[Vos tâches]
**a)** Traduisez en anglais cette phrase de l'extrait sur l'avare : « Madame F… qui ne connaissait pas ce numéro s'empressa d'aller le vérifier et fut fort surprise de voir que l'indication était parfaitement exacte. »
**b)** Prolongez l'extrait sur l'avare à la suite de sa dernière phrase, s'il vous plaît.

[Extrait du document]
_ _ _
Châtiment d'un avare
François Riquier, homme très commun, était un vieil avare et vieux garçon, mort à C…, il y a quatre ou cinq ans, laissant une fortune assez considérable à des collatéraux. Il avait été le propriétaire d'une de nos amies, madame F…. Cette dame l'avait totalement oublié, lorsque dernièrement sa fille, qui est sujette à des crises de catalepsie suivies d'un sommeil magnétique spontané, vit, dans ce sommeil, le sieur Riquier qui, dit-elle, voulait s'adresser à sa mère. A quelques jours de là, la fille de madame F…, qui est en outre très bon médium écrivain, ayant pris le crayon, obtint la communication suivante, à la suite de laquelle Riquier mit son nom et son adresse avec le numéro. Madame F… qui ne connaissait pas ce numéro s'empressa d'aller le vérifier et fut fort surprise de voir que l'indication était parfaitement exacte. Voici cette communication qui est un nouvel exemple des peines réservées aux Esprits coupables. Comme il s'était manifesté spontanément et avait témoigné le désir de parler à madame F…, on lui adressa cette question : « Que voulez-vous de nous ? – R. Mon argent qu'ils m'ont tous pris, les misérables, pour se le partager. Ils ont vendu mes fermes, mes maisons, tout, pour se le partager. Ils ont dilapidé mon bien, comme s'il n'était pas à moi. Faites-moi rendre justice, car, moi ils ne m'écoutent pas, et je ne veux pas voir de telles infamies Ils disent que j'étais usurier, et ils gardent mon argent ! Pourquoi ne veulent-ils pas me le rendre, puisqu'ils trouvent qu'il est mal acquis ?
_ _ _
[Informations]
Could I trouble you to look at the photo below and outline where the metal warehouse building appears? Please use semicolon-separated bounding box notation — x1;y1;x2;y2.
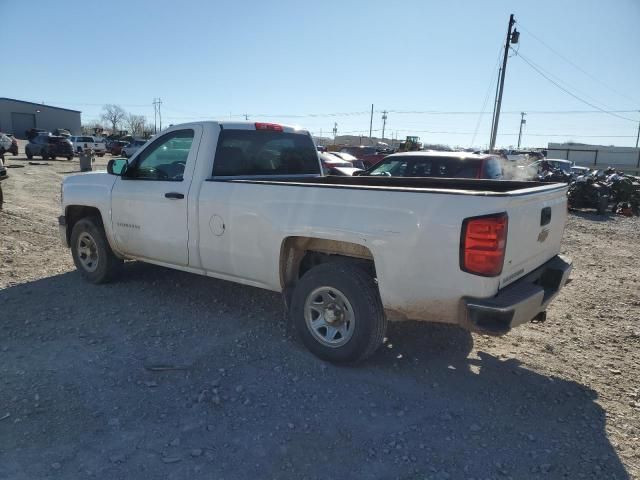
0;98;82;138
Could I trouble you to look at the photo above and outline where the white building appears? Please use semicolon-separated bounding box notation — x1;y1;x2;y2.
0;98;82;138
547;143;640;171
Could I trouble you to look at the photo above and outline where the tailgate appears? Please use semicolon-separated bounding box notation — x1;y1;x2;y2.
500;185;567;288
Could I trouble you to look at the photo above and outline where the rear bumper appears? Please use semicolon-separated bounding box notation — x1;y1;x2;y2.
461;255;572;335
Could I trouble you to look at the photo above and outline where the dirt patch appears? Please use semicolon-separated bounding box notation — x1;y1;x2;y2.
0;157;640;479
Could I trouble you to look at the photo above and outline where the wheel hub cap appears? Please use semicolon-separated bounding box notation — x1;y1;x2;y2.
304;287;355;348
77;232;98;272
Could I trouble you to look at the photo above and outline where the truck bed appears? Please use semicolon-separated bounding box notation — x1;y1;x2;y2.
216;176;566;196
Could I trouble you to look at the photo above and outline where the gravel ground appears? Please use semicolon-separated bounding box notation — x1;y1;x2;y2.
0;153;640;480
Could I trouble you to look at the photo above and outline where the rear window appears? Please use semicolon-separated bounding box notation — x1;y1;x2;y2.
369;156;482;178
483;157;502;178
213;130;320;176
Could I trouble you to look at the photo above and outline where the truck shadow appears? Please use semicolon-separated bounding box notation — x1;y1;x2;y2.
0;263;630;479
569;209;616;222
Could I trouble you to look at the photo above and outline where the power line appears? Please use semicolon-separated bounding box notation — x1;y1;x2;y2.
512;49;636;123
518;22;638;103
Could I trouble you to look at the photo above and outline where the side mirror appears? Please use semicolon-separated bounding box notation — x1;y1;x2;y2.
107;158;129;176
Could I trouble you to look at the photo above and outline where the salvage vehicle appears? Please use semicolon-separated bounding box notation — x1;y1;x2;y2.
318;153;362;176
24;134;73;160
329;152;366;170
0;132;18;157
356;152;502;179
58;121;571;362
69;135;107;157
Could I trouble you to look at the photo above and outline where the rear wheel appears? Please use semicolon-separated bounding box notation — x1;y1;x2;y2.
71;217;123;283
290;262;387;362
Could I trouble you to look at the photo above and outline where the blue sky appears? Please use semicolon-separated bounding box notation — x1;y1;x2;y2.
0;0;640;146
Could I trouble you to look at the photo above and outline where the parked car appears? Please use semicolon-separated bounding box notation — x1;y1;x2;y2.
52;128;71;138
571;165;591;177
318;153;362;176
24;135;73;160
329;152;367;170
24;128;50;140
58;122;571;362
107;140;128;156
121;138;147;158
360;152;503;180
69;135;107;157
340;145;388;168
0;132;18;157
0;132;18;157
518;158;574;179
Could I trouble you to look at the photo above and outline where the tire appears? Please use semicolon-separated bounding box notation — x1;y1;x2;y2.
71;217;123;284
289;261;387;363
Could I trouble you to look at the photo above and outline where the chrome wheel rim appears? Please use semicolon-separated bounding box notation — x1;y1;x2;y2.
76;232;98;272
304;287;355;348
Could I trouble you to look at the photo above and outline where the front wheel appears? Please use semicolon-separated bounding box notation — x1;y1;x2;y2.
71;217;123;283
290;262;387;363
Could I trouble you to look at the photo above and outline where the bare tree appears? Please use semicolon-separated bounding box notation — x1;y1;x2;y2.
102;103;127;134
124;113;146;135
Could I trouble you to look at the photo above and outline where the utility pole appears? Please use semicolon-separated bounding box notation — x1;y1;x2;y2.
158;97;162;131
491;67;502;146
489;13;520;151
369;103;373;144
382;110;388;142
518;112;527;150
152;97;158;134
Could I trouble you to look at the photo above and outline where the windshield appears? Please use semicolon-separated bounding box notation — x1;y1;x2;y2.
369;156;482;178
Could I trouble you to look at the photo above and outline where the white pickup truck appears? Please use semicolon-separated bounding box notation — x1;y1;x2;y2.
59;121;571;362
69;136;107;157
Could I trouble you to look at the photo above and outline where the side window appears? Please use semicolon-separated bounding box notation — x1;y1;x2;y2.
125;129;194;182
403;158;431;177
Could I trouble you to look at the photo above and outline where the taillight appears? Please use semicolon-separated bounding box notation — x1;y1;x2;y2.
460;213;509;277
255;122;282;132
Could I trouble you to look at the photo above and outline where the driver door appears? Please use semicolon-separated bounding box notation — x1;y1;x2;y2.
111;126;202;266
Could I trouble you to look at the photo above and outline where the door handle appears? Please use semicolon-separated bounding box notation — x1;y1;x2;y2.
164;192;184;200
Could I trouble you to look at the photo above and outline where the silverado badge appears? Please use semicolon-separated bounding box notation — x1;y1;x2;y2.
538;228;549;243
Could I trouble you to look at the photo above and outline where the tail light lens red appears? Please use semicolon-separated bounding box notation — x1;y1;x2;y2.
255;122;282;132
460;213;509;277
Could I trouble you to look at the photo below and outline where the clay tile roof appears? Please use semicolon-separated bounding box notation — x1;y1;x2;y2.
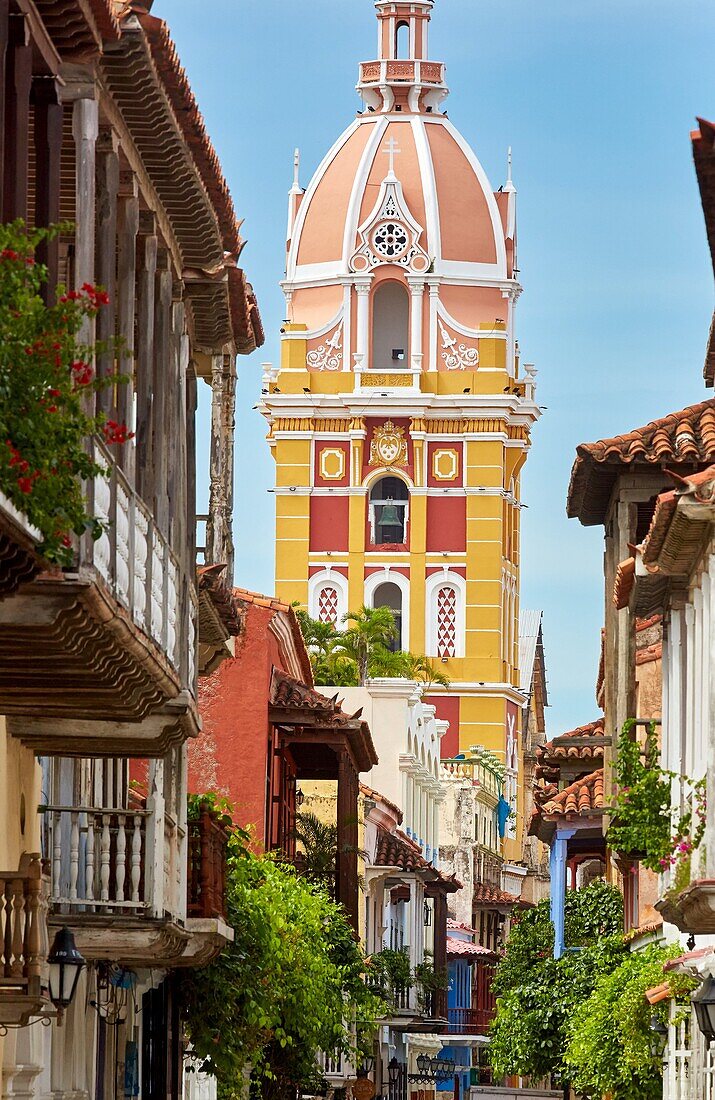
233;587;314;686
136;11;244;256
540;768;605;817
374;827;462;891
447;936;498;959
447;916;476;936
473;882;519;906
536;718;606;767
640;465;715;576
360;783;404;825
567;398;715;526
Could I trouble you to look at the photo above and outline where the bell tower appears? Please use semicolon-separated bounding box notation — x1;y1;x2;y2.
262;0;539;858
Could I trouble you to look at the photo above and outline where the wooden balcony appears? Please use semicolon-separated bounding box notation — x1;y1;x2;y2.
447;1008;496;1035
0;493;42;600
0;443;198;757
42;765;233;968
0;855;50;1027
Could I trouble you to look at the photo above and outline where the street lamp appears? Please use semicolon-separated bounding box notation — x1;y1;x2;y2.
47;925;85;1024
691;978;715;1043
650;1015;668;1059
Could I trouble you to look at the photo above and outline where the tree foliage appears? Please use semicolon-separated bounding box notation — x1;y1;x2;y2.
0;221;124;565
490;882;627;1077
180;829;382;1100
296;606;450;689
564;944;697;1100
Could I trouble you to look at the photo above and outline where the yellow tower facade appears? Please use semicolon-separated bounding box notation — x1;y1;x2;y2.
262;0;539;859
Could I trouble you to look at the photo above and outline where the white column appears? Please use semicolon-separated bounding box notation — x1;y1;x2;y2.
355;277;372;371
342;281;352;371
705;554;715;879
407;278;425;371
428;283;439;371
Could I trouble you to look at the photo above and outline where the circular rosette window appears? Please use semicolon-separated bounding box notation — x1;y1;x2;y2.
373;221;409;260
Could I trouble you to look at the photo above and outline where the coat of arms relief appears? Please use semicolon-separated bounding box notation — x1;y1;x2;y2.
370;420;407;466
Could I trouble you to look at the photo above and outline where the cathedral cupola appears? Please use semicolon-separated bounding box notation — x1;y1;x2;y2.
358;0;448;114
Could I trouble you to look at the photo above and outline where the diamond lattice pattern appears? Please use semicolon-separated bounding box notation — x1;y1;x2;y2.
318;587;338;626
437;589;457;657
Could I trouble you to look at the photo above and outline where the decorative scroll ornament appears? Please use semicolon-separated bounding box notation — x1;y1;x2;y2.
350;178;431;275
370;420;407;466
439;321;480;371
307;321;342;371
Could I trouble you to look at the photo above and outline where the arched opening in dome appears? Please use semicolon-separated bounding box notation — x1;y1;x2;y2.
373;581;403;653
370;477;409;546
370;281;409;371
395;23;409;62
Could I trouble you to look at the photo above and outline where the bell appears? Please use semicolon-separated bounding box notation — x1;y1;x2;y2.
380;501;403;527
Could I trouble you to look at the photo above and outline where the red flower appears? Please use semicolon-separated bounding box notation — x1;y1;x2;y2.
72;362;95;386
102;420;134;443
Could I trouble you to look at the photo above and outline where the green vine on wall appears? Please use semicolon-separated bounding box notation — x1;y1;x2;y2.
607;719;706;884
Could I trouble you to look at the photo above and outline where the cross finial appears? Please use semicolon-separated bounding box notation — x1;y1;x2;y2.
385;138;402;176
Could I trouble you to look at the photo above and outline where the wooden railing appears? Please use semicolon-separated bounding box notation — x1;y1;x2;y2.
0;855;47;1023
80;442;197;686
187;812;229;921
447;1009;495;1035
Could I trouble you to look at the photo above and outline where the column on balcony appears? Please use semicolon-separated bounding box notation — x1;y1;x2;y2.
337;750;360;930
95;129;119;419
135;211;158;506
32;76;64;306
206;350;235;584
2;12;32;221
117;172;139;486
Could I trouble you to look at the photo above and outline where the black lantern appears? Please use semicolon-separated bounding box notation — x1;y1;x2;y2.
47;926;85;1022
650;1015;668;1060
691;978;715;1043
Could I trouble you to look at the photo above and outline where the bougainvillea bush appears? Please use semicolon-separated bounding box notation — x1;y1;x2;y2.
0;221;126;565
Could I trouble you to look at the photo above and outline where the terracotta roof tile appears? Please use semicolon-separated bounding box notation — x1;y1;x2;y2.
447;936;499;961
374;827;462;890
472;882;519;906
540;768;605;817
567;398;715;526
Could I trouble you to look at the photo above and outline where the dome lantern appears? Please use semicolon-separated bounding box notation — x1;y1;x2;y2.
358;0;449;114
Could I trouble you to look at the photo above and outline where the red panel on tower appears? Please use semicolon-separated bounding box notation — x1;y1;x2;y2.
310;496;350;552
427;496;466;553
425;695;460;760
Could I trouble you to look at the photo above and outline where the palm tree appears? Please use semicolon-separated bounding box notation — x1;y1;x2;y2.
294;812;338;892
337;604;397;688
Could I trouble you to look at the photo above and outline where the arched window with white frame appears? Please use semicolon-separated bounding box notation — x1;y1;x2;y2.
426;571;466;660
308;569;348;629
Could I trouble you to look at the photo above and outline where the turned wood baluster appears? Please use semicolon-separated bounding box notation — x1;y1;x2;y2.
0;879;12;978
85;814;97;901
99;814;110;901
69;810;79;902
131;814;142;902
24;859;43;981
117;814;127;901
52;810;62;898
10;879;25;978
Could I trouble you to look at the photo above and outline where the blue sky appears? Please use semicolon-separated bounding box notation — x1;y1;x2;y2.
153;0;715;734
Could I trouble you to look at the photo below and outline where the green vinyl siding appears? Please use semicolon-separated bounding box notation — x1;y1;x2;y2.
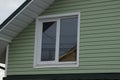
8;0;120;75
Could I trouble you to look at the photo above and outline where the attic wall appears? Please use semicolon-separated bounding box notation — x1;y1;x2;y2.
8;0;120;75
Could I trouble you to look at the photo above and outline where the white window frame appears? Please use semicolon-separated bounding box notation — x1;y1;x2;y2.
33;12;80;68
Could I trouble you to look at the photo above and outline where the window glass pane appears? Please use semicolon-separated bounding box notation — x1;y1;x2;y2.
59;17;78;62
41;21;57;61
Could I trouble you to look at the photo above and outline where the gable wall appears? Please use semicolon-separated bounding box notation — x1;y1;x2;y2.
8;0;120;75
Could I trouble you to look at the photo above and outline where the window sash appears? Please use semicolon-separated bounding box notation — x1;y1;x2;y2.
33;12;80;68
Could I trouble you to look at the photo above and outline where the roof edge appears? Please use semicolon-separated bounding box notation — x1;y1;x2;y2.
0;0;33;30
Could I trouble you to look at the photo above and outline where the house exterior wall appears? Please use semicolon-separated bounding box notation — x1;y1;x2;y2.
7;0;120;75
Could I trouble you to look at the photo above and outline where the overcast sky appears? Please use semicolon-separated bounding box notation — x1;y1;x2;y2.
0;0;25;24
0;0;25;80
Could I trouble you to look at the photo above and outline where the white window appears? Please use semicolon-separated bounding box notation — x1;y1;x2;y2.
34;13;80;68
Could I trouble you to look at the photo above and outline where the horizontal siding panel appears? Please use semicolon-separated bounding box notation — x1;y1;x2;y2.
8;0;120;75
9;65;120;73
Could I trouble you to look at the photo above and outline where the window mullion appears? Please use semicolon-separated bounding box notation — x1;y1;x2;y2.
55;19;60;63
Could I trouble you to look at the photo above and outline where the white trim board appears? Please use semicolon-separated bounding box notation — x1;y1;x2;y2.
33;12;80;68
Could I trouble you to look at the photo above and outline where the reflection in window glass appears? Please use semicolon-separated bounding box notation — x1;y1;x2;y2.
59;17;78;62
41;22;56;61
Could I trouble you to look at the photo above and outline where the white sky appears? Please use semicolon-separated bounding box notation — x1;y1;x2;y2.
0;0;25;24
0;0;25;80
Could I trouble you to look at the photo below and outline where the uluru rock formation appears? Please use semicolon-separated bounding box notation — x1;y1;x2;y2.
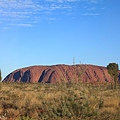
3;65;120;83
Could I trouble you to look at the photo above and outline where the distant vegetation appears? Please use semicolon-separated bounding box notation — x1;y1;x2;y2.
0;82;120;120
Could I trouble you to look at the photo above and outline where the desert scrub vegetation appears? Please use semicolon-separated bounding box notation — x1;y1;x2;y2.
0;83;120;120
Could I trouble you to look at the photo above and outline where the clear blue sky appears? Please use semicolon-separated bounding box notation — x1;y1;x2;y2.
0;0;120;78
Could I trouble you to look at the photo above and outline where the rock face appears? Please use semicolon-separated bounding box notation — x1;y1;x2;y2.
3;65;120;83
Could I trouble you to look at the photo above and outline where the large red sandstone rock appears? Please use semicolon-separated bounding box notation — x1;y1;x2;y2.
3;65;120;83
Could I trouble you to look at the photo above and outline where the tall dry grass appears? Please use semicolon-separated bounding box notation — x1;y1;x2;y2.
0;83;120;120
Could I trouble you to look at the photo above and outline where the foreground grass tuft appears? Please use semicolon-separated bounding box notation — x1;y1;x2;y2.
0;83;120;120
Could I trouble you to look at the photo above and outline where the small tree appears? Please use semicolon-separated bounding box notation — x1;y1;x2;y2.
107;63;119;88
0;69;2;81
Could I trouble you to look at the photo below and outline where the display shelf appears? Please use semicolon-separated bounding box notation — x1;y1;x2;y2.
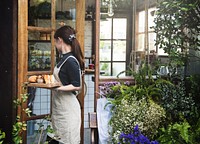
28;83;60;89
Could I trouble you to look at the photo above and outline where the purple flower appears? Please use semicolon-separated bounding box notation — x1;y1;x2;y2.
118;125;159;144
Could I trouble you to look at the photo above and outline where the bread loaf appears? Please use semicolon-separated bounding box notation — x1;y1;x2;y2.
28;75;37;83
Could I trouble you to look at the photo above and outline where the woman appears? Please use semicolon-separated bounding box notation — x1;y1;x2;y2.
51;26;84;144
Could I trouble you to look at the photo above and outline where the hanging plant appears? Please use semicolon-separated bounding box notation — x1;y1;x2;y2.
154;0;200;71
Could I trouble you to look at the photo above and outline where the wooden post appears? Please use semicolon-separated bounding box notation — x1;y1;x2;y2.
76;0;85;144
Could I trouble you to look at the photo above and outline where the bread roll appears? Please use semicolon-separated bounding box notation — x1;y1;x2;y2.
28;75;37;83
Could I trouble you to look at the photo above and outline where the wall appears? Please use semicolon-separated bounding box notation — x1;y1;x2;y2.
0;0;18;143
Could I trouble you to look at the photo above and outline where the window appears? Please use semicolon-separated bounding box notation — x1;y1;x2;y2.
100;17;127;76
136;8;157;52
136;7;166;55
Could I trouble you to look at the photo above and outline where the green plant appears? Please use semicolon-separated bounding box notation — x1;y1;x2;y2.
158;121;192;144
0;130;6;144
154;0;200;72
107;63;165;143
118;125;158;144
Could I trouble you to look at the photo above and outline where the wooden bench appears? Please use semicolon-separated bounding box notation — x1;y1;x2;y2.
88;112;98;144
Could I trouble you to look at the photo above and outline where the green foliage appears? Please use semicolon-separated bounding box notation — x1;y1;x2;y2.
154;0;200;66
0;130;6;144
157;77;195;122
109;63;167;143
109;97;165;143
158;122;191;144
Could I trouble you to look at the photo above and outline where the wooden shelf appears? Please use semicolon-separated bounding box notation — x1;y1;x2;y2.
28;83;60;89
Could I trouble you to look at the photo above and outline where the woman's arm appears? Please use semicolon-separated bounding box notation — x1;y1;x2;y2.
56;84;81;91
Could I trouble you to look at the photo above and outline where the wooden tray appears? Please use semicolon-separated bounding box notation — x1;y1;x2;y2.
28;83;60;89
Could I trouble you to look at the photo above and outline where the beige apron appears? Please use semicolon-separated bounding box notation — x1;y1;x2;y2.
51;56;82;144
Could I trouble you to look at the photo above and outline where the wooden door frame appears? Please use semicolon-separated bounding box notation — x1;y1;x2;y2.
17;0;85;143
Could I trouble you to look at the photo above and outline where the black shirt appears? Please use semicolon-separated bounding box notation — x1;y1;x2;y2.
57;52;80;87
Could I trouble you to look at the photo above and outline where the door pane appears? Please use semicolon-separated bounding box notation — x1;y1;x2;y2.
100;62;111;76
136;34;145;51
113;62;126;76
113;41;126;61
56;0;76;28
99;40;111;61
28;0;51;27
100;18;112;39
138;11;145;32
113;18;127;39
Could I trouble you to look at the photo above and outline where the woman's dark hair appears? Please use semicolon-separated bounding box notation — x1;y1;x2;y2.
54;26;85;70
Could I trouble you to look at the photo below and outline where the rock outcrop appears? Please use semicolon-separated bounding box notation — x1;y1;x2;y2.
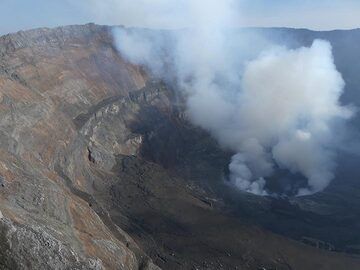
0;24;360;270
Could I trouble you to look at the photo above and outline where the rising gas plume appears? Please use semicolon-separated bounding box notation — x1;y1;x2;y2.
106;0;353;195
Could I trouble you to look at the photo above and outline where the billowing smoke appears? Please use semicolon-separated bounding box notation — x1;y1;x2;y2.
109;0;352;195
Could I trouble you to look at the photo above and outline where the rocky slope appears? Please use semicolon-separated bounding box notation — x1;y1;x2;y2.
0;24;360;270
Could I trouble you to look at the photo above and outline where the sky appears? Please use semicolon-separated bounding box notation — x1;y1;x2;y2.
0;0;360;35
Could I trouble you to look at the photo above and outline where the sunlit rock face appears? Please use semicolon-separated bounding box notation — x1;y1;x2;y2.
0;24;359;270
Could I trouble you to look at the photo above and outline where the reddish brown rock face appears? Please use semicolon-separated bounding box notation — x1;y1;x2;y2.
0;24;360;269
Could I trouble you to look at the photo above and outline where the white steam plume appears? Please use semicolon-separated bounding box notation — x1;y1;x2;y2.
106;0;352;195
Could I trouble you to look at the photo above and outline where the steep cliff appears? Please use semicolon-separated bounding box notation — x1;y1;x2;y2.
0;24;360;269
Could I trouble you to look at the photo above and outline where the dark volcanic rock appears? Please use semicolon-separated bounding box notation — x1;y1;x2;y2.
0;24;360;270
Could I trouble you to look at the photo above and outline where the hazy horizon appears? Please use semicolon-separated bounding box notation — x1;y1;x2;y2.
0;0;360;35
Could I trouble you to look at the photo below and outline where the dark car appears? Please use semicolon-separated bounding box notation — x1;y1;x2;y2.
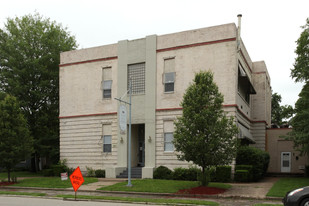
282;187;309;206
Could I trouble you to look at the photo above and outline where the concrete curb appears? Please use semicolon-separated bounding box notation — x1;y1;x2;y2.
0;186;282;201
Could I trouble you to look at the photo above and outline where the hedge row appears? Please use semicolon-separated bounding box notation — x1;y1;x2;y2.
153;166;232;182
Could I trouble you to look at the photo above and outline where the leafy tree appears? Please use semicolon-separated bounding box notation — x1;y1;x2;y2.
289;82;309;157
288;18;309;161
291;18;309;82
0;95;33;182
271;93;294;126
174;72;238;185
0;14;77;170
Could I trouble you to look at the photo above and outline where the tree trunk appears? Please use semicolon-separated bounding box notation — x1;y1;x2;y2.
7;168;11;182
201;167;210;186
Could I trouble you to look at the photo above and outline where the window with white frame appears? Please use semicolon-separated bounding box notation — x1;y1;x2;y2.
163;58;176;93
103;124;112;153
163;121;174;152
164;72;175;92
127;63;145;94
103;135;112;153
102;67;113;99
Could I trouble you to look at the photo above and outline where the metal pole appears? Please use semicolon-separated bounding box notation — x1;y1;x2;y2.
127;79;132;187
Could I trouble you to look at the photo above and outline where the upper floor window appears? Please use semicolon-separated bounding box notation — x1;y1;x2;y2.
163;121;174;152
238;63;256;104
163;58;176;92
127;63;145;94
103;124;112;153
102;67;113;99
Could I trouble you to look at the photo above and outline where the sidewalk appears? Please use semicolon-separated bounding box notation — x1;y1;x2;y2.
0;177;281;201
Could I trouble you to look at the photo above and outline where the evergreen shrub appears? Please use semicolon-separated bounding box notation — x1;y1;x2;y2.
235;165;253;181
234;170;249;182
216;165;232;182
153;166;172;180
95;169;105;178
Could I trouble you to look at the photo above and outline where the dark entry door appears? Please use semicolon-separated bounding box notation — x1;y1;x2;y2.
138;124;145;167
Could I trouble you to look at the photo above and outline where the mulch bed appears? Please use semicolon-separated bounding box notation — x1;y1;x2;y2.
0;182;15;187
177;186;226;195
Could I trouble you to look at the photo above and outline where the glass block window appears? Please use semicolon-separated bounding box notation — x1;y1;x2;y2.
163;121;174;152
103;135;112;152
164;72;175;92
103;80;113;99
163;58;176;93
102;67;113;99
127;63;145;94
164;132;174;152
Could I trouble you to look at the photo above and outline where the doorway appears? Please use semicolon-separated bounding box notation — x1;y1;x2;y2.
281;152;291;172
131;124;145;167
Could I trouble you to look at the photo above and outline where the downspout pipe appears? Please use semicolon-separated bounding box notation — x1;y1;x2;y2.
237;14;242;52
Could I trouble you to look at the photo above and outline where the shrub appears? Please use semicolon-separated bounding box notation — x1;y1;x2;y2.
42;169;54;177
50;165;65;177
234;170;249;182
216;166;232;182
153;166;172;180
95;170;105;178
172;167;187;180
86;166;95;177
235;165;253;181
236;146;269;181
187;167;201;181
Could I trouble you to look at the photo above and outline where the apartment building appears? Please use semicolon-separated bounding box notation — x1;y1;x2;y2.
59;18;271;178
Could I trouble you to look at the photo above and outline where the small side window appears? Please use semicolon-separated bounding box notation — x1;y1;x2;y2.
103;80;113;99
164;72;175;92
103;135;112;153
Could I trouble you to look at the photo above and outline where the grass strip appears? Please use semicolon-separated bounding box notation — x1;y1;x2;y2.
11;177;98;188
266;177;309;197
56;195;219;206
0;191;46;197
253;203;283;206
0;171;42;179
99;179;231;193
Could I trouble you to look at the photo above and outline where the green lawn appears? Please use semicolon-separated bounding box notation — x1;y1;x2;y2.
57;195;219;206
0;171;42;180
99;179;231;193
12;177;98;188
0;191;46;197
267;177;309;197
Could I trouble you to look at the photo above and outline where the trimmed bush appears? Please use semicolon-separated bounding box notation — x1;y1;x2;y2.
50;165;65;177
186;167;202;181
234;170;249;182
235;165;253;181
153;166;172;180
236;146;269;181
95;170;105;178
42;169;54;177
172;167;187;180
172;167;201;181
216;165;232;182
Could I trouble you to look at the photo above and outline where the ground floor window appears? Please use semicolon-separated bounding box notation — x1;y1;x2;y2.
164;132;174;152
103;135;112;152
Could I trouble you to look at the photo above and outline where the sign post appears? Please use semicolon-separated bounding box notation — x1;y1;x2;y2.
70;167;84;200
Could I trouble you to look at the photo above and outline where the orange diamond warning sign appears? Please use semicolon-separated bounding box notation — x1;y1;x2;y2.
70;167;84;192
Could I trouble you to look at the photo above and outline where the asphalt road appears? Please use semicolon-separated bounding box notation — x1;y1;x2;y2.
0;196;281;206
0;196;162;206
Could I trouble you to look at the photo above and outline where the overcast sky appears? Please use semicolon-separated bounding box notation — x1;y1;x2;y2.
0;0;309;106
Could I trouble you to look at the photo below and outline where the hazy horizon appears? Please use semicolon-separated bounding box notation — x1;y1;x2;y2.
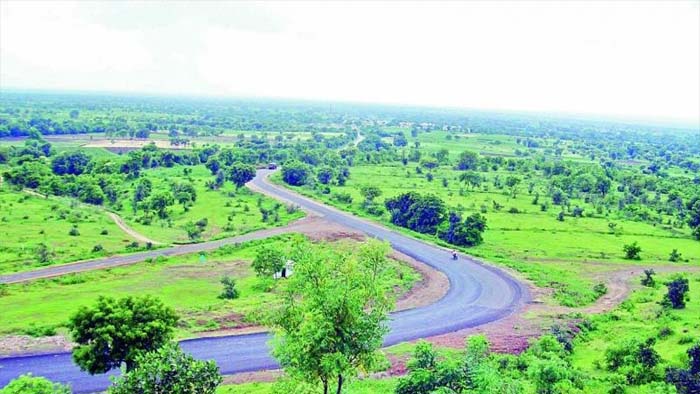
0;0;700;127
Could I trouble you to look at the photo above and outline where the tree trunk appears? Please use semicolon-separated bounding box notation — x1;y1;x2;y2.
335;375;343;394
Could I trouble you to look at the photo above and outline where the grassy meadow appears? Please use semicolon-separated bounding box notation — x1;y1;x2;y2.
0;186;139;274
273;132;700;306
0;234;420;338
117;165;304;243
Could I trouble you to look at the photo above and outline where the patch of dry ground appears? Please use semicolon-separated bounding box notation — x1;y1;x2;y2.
_ _ _
[Liste des réponses]
**a)** Madame F…, who did not know this number, hastened to go and check it and was very surprised to see that the information was perfectly accurate.

**b)**
« D. Mais vous êtes mort, mon bonhomme ; vous n'avez plus besoin d'argent. Demandez à Dieu d'avoir une nouvelle existence pauvre pour expier l'avarice de celle-ci. – R. Non, je ne pourrais pas vivre pauvre. Il faut mon argent pour me faire vivre. D'ailleurs je n'ai pas besoin de faire une autre vie, puisque je vis à présent.
« D. (La question suivante est faite dans le but de la ramener à la réalité.) – Souffrez-vous ? – R. Oh ! oui, je souffre des tortures pires que la maladie la plus cruelle, car c'est mon âme qui endure ces tortures. J'ai toujours présente à ma pensée l'iniquité de ma vie, qui a été un sujet de scandale pour beaucoup. Je sais bien que je suis un misérable indigne de pitié ; mais je souffre tant qu'il faut m'aider à sortir de ce misérable état.
«D. Nous prierons pour vous. – R. Merci ! Priez pour que j'oublie mes richesses terrestres ; sans cela je ne pourrai jamais me repentir.
Adieu et merci.
François Riquier,
Rue de la Charité, n°14. »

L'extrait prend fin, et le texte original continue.